• Working data:
/---
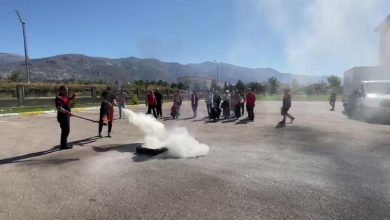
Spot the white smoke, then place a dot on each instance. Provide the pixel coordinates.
(316, 37)
(178, 141)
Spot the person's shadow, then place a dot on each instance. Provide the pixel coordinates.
(28, 157)
(280, 125)
(138, 156)
(242, 121)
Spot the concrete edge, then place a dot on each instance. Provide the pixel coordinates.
(54, 111)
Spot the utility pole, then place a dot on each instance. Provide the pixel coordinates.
(25, 46)
(217, 70)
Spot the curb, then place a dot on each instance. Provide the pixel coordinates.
(54, 111)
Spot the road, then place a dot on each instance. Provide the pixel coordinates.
(324, 166)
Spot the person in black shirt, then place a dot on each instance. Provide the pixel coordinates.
(286, 107)
(159, 99)
(332, 100)
(63, 115)
(104, 114)
(110, 99)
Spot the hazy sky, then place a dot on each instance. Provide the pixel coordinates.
(312, 37)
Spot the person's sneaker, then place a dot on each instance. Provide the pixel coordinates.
(67, 147)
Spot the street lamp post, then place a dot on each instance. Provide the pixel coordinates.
(25, 46)
(217, 70)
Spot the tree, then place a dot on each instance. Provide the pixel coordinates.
(334, 82)
(273, 84)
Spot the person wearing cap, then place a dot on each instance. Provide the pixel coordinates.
(105, 107)
(63, 115)
(226, 105)
(286, 106)
(159, 101)
(110, 98)
(121, 100)
(194, 103)
(250, 104)
(332, 99)
(209, 102)
(151, 102)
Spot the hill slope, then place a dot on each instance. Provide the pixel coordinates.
(81, 67)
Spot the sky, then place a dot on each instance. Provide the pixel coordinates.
(311, 37)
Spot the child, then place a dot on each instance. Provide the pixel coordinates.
(286, 107)
(104, 114)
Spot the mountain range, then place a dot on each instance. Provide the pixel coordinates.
(81, 67)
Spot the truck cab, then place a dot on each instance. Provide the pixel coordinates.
(372, 99)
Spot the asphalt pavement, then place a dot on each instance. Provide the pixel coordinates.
(323, 166)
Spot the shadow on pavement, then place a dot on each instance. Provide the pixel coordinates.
(23, 158)
(131, 148)
(242, 121)
(230, 120)
(188, 118)
(205, 118)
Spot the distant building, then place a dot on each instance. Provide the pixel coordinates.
(384, 42)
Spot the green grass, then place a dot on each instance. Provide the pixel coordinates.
(5, 110)
(297, 97)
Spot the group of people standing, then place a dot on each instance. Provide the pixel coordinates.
(231, 105)
(231, 102)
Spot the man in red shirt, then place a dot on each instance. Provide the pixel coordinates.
(151, 102)
(250, 104)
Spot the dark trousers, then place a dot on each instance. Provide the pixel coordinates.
(65, 130)
(242, 108)
(332, 103)
(237, 111)
(150, 109)
(194, 109)
(109, 124)
(120, 106)
(159, 109)
(209, 106)
(251, 114)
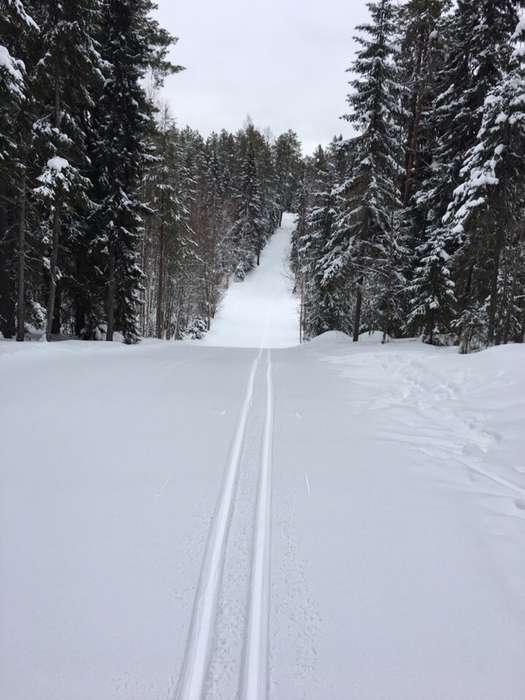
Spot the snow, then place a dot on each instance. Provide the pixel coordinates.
(327, 521)
(57, 163)
(261, 309)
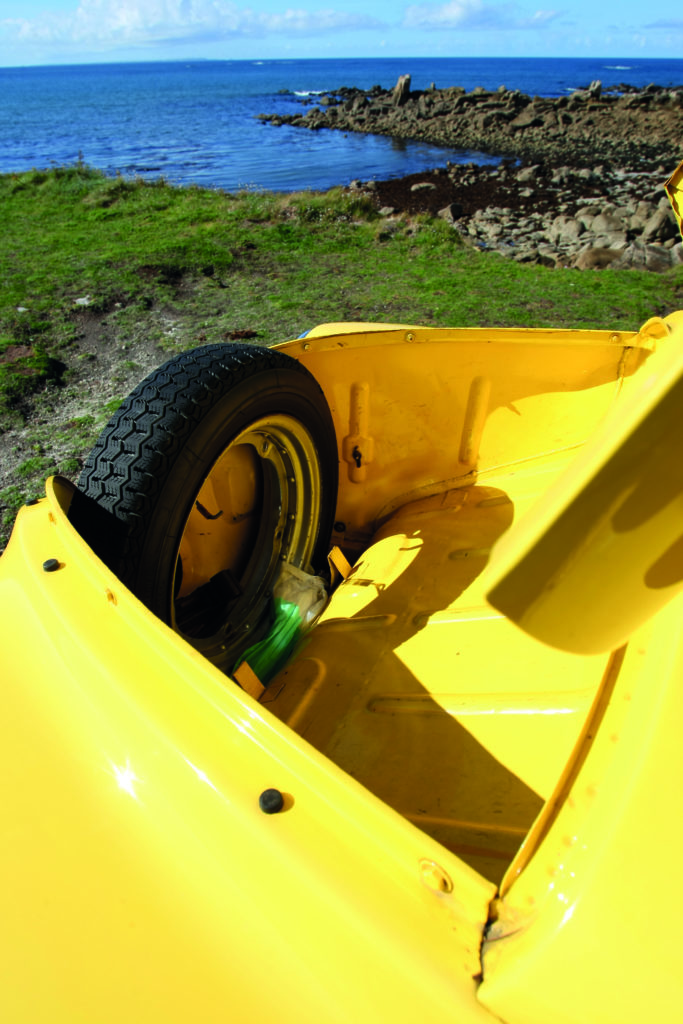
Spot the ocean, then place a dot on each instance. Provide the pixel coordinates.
(196, 122)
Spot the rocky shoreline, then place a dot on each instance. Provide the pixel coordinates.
(581, 182)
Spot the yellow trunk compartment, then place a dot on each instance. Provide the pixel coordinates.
(411, 681)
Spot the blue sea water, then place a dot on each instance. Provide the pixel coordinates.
(196, 122)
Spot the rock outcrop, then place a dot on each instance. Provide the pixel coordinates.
(592, 125)
(581, 182)
(586, 218)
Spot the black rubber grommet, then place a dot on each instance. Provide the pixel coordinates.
(271, 801)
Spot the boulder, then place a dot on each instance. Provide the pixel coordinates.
(401, 90)
(662, 225)
(639, 256)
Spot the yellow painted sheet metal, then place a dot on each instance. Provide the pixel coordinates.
(141, 882)
(437, 408)
(589, 930)
(609, 527)
(674, 188)
(438, 705)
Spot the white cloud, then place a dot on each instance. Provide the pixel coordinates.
(473, 14)
(141, 22)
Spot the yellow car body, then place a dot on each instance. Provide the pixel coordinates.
(477, 744)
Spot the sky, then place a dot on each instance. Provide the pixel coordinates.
(44, 32)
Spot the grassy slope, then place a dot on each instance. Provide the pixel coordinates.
(160, 268)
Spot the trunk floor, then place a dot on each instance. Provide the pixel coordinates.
(419, 689)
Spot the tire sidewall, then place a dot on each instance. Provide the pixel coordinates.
(270, 391)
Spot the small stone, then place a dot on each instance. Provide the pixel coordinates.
(451, 212)
(596, 259)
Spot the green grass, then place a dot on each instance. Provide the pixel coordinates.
(98, 271)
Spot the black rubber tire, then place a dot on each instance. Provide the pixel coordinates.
(141, 480)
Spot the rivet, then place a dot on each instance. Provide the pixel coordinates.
(271, 801)
(434, 877)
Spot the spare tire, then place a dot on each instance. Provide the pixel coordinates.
(219, 466)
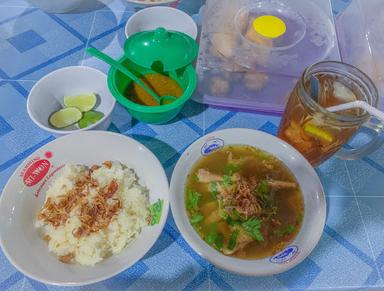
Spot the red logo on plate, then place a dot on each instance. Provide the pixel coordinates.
(36, 172)
(48, 154)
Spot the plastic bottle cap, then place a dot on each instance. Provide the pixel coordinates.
(269, 26)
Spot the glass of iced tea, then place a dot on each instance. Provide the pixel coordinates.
(318, 133)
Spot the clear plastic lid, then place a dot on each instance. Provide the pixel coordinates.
(253, 51)
(360, 30)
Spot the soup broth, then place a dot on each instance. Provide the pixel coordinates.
(244, 202)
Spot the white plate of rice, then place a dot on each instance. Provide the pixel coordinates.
(65, 222)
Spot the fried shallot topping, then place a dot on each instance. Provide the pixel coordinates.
(67, 259)
(95, 213)
(241, 199)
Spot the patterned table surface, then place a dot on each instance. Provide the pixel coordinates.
(350, 253)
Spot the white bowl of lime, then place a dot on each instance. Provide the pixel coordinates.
(71, 99)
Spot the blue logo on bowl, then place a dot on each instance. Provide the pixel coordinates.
(212, 145)
(285, 256)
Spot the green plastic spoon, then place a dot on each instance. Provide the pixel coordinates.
(100, 55)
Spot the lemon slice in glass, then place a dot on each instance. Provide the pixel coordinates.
(65, 117)
(90, 118)
(318, 132)
(84, 102)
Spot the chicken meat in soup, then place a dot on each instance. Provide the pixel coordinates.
(244, 202)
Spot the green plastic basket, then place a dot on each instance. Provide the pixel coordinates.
(117, 82)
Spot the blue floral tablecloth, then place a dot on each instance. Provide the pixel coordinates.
(350, 254)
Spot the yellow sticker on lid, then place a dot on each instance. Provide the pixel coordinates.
(269, 26)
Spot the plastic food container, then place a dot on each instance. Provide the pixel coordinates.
(252, 52)
(360, 29)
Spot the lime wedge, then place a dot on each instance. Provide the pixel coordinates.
(89, 118)
(83, 102)
(65, 117)
(318, 132)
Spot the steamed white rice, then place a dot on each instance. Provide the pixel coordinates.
(123, 228)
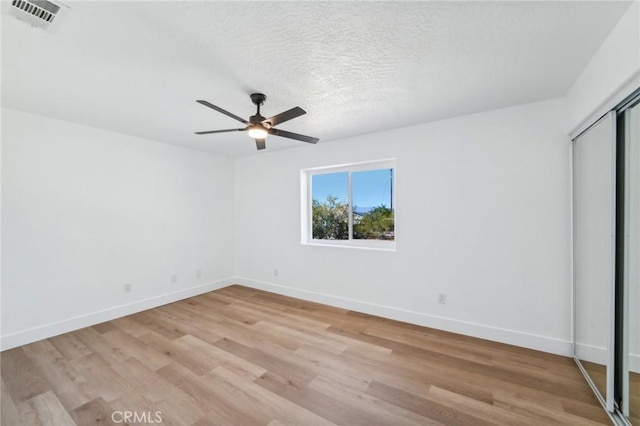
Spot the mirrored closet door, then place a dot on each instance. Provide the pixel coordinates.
(594, 157)
(630, 301)
(606, 193)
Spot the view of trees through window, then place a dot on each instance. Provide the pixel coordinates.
(364, 196)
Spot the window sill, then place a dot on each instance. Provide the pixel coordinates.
(351, 244)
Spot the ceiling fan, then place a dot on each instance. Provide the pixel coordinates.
(259, 127)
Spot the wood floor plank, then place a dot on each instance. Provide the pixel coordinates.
(96, 411)
(243, 357)
(9, 414)
(21, 375)
(45, 409)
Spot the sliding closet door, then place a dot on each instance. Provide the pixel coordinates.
(594, 158)
(631, 300)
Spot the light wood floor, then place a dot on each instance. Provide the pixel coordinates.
(239, 356)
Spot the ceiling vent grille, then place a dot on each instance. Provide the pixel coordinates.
(39, 13)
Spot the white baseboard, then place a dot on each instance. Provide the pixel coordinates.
(53, 329)
(497, 334)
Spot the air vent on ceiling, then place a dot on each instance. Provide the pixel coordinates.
(39, 13)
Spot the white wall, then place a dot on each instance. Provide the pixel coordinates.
(86, 210)
(483, 212)
(611, 75)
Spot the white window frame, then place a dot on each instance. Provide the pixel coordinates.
(306, 209)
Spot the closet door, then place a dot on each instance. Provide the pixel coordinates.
(594, 160)
(631, 299)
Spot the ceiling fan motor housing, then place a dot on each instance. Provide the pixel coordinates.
(258, 98)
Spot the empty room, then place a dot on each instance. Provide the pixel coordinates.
(320, 213)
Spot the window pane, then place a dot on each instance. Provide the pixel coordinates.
(330, 206)
(372, 193)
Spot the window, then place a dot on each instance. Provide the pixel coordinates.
(350, 205)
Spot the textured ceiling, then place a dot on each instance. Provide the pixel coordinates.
(355, 67)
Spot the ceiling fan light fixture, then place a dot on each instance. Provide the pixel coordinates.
(257, 132)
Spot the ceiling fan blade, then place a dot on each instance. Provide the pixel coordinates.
(208, 132)
(285, 116)
(296, 136)
(212, 106)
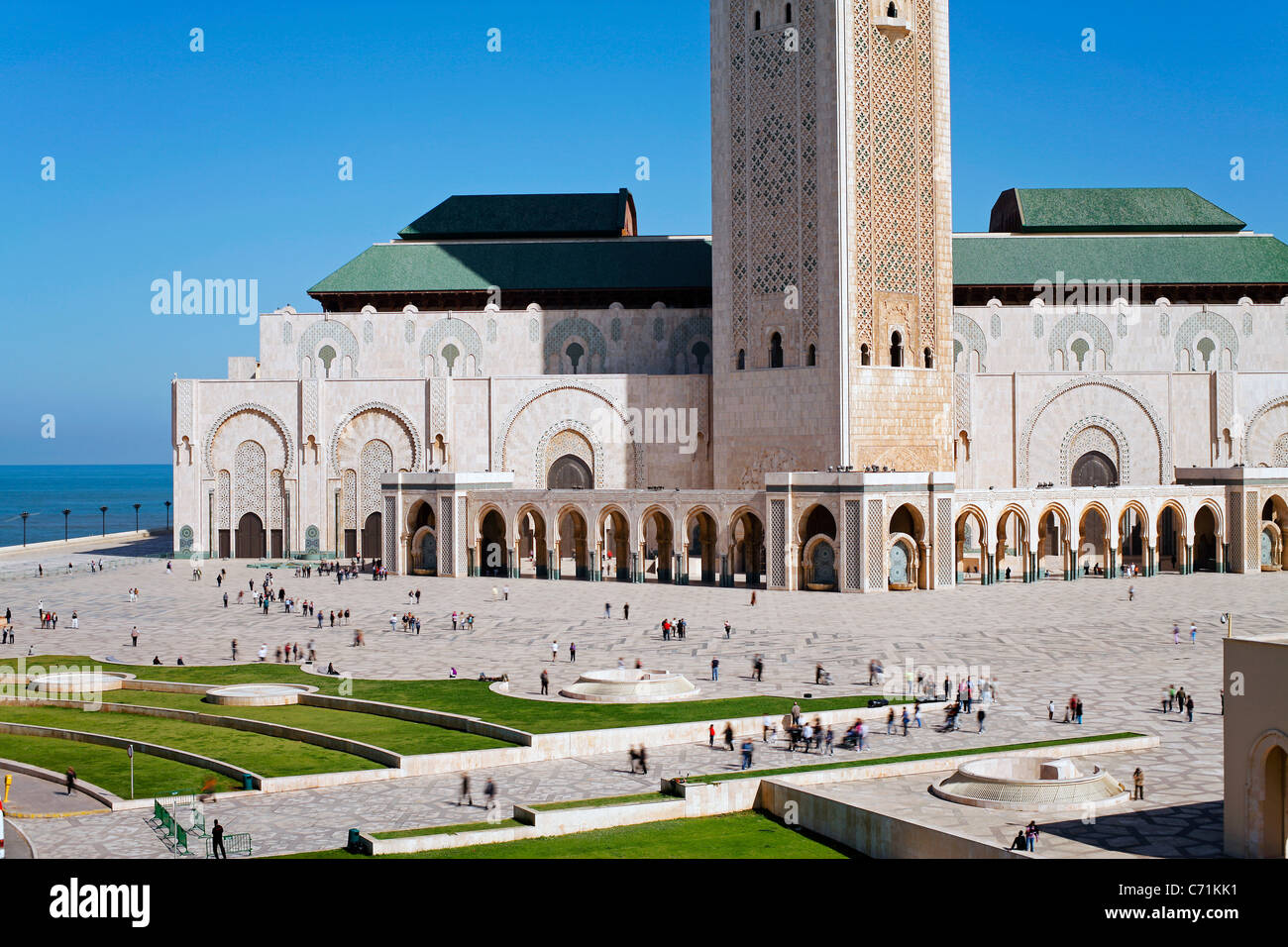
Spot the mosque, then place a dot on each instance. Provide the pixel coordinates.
(832, 392)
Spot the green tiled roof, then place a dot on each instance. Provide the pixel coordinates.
(1154, 261)
(1108, 210)
(559, 264)
(501, 217)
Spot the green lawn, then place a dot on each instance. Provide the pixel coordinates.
(741, 835)
(608, 800)
(399, 736)
(447, 830)
(110, 768)
(253, 751)
(910, 758)
(475, 698)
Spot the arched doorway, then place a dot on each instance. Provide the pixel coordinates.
(1132, 538)
(1171, 539)
(1094, 470)
(970, 553)
(614, 535)
(1012, 553)
(570, 474)
(372, 539)
(492, 552)
(907, 551)
(533, 553)
(816, 538)
(1207, 549)
(423, 547)
(748, 548)
(700, 531)
(658, 545)
(1094, 543)
(1274, 813)
(250, 538)
(574, 557)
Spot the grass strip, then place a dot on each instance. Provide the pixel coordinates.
(606, 800)
(447, 830)
(108, 767)
(254, 751)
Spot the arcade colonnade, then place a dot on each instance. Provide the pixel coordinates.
(829, 532)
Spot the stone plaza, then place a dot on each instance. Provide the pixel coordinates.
(1038, 642)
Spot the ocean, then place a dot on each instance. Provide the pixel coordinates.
(46, 491)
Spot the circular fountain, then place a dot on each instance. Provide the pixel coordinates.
(258, 694)
(627, 685)
(1029, 784)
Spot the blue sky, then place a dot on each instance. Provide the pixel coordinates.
(223, 163)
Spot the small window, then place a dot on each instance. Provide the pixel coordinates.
(575, 354)
(700, 352)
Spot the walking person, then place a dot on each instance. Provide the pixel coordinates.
\---
• Objective: Please copy the records above word for word, starting at the line that contains "Spot the green tiled" and ending at the line that contains "(1029, 784)", with both of those lines included.

• Response for this exercise:
Spot the green tiled roof, then place a dot on each instance. Provide the pixel coordinates.
(1154, 261)
(1108, 210)
(559, 264)
(501, 217)
Spot the green lawn, then place a dot on each instance. Provide the pixel coordinates.
(741, 835)
(608, 800)
(399, 736)
(447, 830)
(110, 768)
(253, 751)
(910, 758)
(475, 698)
Spot the arched doorway, then place a dot on each instance. Provide the pixel coordinates.
(1132, 538)
(1171, 539)
(1094, 470)
(970, 553)
(614, 535)
(1012, 553)
(570, 474)
(372, 539)
(492, 552)
(907, 551)
(533, 553)
(816, 538)
(1207, 549)
(423, 547)
(748, 548)
(700, 531)
(658, 545)
(1094, 543)
(1274, 813)
(250, 538)
(574, 557)
Spot the grass strip, then place a dot on each instance. Provide the pixel coordinates.
(606, 800)
(447, 830)
(108, 767)
(254, 751)
Spot the arcade colonnade, then place a dot on each instance. Provide the pixel coordinates.
(829, 532)
Spot the stone plaza, then place a dot on each instance. Provide the pixel coordinates.
(1038, 642)
Spot the ocean, then place a dot on each instance. Provide the pixel coordinates.
(46, 491)
Spot the circular fountain, then place a dot on each instance. Provide the pixel coordinates.
(258, 694)
(627, 685)
(1029, 784)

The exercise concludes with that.